** Document excerpt **
_ _ _ _ _

If you work in music, arts or a not-for-profit organisation you’ll know that telling an individual’s story can be far more powerful than facts and figures. Statistics, research and evaluation measures are invaluable to evidence our impact. But a case study – in the form of a story – makes those facts meaningful and brings your work to life.
Case studies are an important part of evaluating your work too. They can help you and others to understand whether, and how, you achieved your outcomes. They can help you explore what worked well and what didn’t work so well; how, and why.
In this blog I’m focusing on written case studies: but many of the same principles apply to video too. I’ll be writing about briefing a videographer/film-maker in a future blog.
Before you start:
Be clear on the purpose of the case study, and who your intended readers are.
For impact case studies, it’s usual to focus on the difference you made – leaving out ‘what didn’t work so well’. But some funders/stakeholders may genuinely want to understand the successes and failures. So it’s possible to write with both evaluation and impact communication in mind.
In some cases, you may be writing a case study to share practice within your sector. For example, the UK charity Youth Music asks all the organisations they fund to write a practice-sharing blog on their ‘Youth Music Network’.
I’ve tried to cover all possibilities here, but what you choose to focus on will depend on your purpose and your audience.
This should draw the reader in, give them a hint about what they’re going to read. Ideally, use a descriptive title – more than just the name of the person or project. It could hint at the transformation or impact – ie ‘Jack learns to trust others and cope with his anger’. Or it could be a quote or a lyric.
Your first paragraph/introduction:
This needs to gain the reader’s interest and attention, give a hint of why they should be interested, and/or give the essence of the story. It could start with how the person was when you first met them – how they presented themselves, behaved, and what situation they were in. In the case of emotional/behavioural/mental health, you could describe what it seemed they were telling the world.
The main body: telling the story step-by-step
The main body of the copy tells the story, usually in chronological order. How was the person at the start, what happened then, what happened next, what changed for them, why did it change, how did that show? Remember that case studies for evaluation or impact communications should be a story of change.
- What were they struggling with or what change were you/they wanting to make?
- How did they behave, present themselves, at the start, at points during the programme/your involvement with them, and by the end?
- How were they with you, other people?
- How did you encourage/support their involvement?

_ _ _ _ _

** Data excerpt **
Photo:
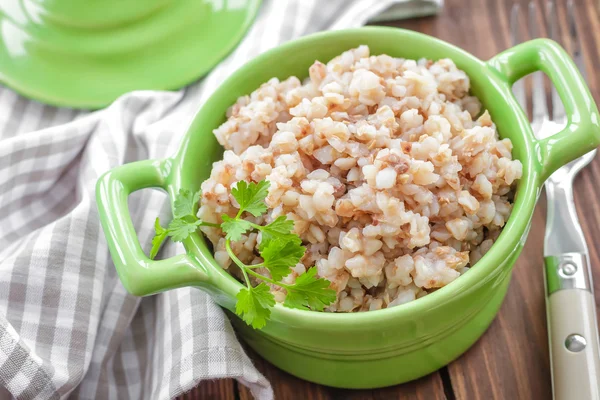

_ _ _ _ _

** Written instruction **
Condense the paragraph of the case-study guide that begins "This needs to gain the reader's interest" into a short bulleted list, keeping its main facts. The material stands apart from the case-study guide.

** Complete answer **
- The opening should capture the reader's interest and attention, suggest why they should care, and/or convey the essence of the story.
- It could begin with how the person was when first met: how they presented themselves, how they behaved, and what situation they were in.
- In emotional, behavioral or mental health cases, it could describe what the person seemed to be telling the world.